=== DATA PROVIDED ===

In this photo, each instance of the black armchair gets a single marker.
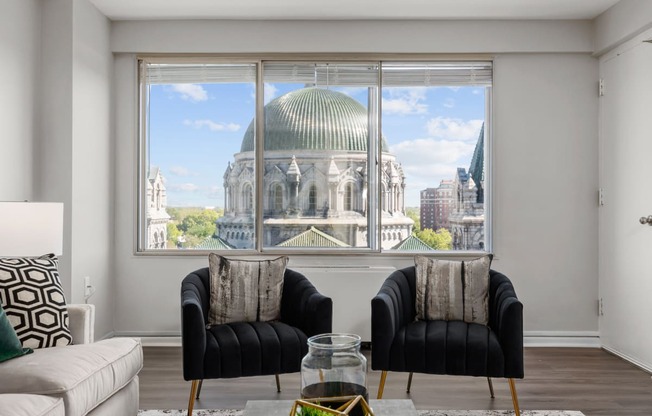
(244, 349)
(400, 343)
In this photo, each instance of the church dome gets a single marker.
(313, 119)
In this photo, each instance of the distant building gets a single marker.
(315, 178)
(157, 217)
(467, 217)
(427, 209)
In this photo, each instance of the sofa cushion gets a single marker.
(453, 290)
(30, 405)
(83, 375)
(253, 348)
(31, 294)
(447, 347)
(245, 290)
(10, 346)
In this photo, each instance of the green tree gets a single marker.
(197, 226)
(414, 214)
(439, 240)
(173, 234)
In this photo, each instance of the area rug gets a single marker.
(234, 412)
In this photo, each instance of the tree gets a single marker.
(194, 225)
(173, 234)
(439, 240)
(414, 214)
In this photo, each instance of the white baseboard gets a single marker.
(154, 339)
(579, 339)
(626, 357)
(570, 339)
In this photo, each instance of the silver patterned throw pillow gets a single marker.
(245, 290)
(453, 290)
(32, 296)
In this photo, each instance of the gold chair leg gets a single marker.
(193, 392)
(201, 383)
(512, 388)
(381, 386)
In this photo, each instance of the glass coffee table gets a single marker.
(282, 407)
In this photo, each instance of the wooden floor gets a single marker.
(590, 380)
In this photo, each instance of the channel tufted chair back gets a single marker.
(243, 349)
(400, 343)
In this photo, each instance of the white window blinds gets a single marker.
(394, 74)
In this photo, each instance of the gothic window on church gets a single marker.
(312, 199)
(278, 198)
(318, 155)
(348, 197)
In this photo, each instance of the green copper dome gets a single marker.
(313, 119)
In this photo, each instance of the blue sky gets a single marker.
(195, 129)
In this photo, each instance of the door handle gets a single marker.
(646, 220)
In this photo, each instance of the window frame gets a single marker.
(142, 159)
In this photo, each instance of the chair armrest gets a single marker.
(81, 323)
(506, 320)
(303, 307)
(391, 309)
(193, 327)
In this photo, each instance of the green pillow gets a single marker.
(10, 346)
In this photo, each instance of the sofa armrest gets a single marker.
(302, 306)
(391, 309)
(506, 320)
(81, 323)
(193, 324)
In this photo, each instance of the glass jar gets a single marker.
(334, 367)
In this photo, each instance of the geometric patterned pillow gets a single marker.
(32, 297)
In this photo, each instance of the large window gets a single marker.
(313, 156)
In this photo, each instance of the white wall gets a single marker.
(625, 274)
(92, 161)
(545, 155)
(623, 21)
(73, 153)
(20, 48)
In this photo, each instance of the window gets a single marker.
(269, 155)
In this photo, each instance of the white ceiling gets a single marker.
(351, 9)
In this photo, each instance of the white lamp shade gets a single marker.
(29, 229)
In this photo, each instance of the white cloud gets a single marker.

===

■ **DIRECTIONS**:
Print each record exactly as it stands, leaving the images out.

■ **ANSWER BELOW**:
In this photo, each instance of the black armchair gets a single marker.
(244, 349)
(400, 343)
In this photo, each instance of the church dome gets a single marker.
(313, 119)
In this photo, each instance of the distant building gets a single marker.
(315, 178)
(157, 217)
(467, 217)
(427, 209)
In this photo, each instance of the sofa cushion gets a single marker.
(453, 290)
(30, 405)
(83, 375)
(253, 348)
(31, 294)
(447, 347)
(245, 290)
(10, 346)
In this photo, each instance of the green tree gets a single marker.
(197, 226)
(414, 214)
(439, 240)
(173, 234)
In this photo, each instance of the area rug gets a single marker.
(234, 412)
In this photo, each instance of the tree gets a single marker.
(194, 225)
(173, 234)
(439, 240)
(414, 214)
In this photo, each instance of the white baseboard gets a single marker.
(154, 339)
(579, 339)
(626, 357)
(570, 339)
In this photo, each instance of the silver patterned throw pillow gets a single marker.
(245, 290)
(453, 290)
(32, 296)
In this photo, each instance of the gold chair leg gets a single marker.
(193, 392)
(201, 383)
(512, 388)
(381, 386)
In this photo, each instance of the glass coffee table gets a single marker.
(282, 407)
In this photo, each instance of the wooden floor gets a single marker.
(590, 380)
In this photo, each instance of the channel tufted chair back gets a single marker.
(243, 349)
(400, 343)
In this photo, each instance of the white window blinds gets a single marker.
(394, 74)
In this photo, each instance of the gothic window on church gets a single marker.
(312, 199)
(278, 198)
(318, 155)
(348, 197)
In this photo, each instance of the green copper dome gets a single marker.
(313, 119)
In this photo, each instance of the blue sky gets a single marker.
(195, 129)
In this photo, each instance of the door handle gets a single marker.
(646, 220)
In this photo, each instance of the window frame gets a single marker.
(142, 159)
In this photo, each instance of the chair armrest gets a single marker.
(81, 323)
(506, 320)
(303, 307)
(391, 309)
(193, 327)
In this photo, each instance of the green pillow gets a single marker.
(10, 346)
In this photo, each instance of the sofa armrest gets a single marker.
(302, 306)
(391, 309)
(506, 320)
(81, 323)
(193, 324)
In this photo, each instance of the glass jar gets a single marker.
(334, 367)
In this photo, each instance of the geometric patterned pillow gets a single marker.
(32, 297)
In this photo, each instance of the large window gets a single marker.
(313, 156)
In this photo, each instance of the white wall gets a single marker.
(625, 274)
(92, 161)
(545, 155)
(623, 21)
(73, 153)
(20, 48)
In this photo, each instance of the window gets a single marker.
(269, 155)
In this photo, each instance of the white ceiling gets a single marker.
(351, 9)
In this photo, each instance of the white lamp shade gets a single marker.
(29, 229)
In this photo, each instance of the white cloud gets a single marker.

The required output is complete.